Consigne »
Pourriez-vous reprendre le texte sur l'intégrisme islamique au Mali et le prolonger à partir de sa dernière phrase ?

La menace de l’intégrisme islamique a été coupablement négligée. Des dizaines de mosquées, des centaines de radios qui émettent, les unes parfois dans des conditions illégales. Les autorités ne se sont presque jamais souciées de savoir qui dit quoi ou qui fait quoi sur ces antennes désordonnées. Sans le niveau requis, en flagrante contradiction des Texte sacrés ou même  dans des buts lucratifs, de soi-disant prêcheurs mènent leurs activités en toute liberté, plongeant les populations dans l’obscurantisme total qui est source de l’intolérance religieuse que nous vivons. Dans la sous-région et avant la crise, au lieu d’un autre pays, des milliers d’adeptes se rendaient au Mali pour une Daouwa. Ils étaient originaires de plusieurs Etats africains et pas seulement. Il y avait  des Mauritaniens, des Algériens,  Libyens, des Marocains et même des Pakistanais. Iyad Ag Ghali, l’un des terroristes les plus odieux, était parmi eux. Parfois, des rassemblements sous prétexte de prière dégénèrent ensuite en meeting politique ou en protestation. Les forces de l’islamisation du pays bénéficieraient de soutien à Bamako. La participation du Président Ibrahim Boubacar Keita à la marche de « Charlie Hebdo » a été conçue par d’aucuns comme un affront. Dans certains milieux, on murmure que sous l’effet des mallettes occultes d’argent arabe, le Mali a basculé au moyen-âge spirituel, perdant sa tolérance religieuse instaurée encore sous le père fondateur Soundjata Keita.

Données fournies »
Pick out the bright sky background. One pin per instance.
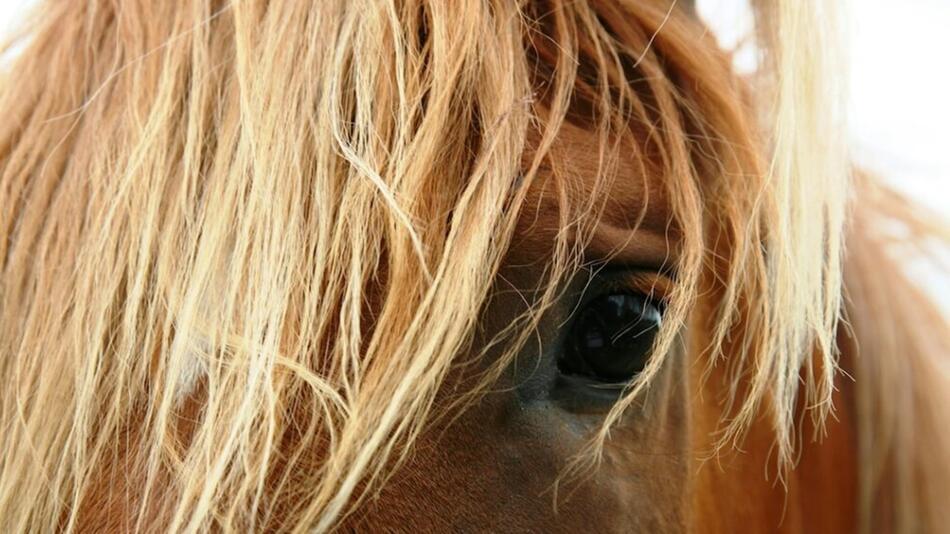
(899, 108)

Réponse »
 

Enfin la classe politique dans sa généralité. Plus de 150 partis et deux fois autant de divisions au sein de la société. Pour un rien, les Maliens ne s’entendent plus, ils en viennent à des coups de gueule ou à des coups de poings, avec une issue létale  des fois. Lors des campagnes, on assiste à de piètres scènes. Tantôt des hommes politiques s’associent avec des imams pour des bénédic-tions en leur promettant ciel et terre, tantôt ils distribuent des cadeaux aux jeunes ou  leur tournent la tête à l’aide d’arguments qui prennent un autre sens après. Sur les antennes de radios et dans les journaux passent des insultes, des diffamations, attaques, des dénigrements, qui sont  devenus attribut de la nouvelle démocratie malienne. La critique est quasiment exclue : soit vous flattez, soit vous êtes un ennemi. A tout prix, même à celui de diviser pour régner, il faut atteindre le but de l’enrichissement personnel au détriment du peuple ignorant en grande partie. Au lieu d’unir, la démocratie a fait des brèches à travers lesquelles l’ennemi entre facilement pour nous mettre dos à dos et profiter mieux de nos richesses. L’indifférence des autorités a joué son rôle majeur. Le Mali n’a pas su calculer la menace séparatiste qui arrivait. Nous sommes aidés à descendre plus profondément pendant que nous nous chamaillons. Ainsi donc, comme l’a dit un Président, nous dormons sous la même couverture en voyant des rêves différents.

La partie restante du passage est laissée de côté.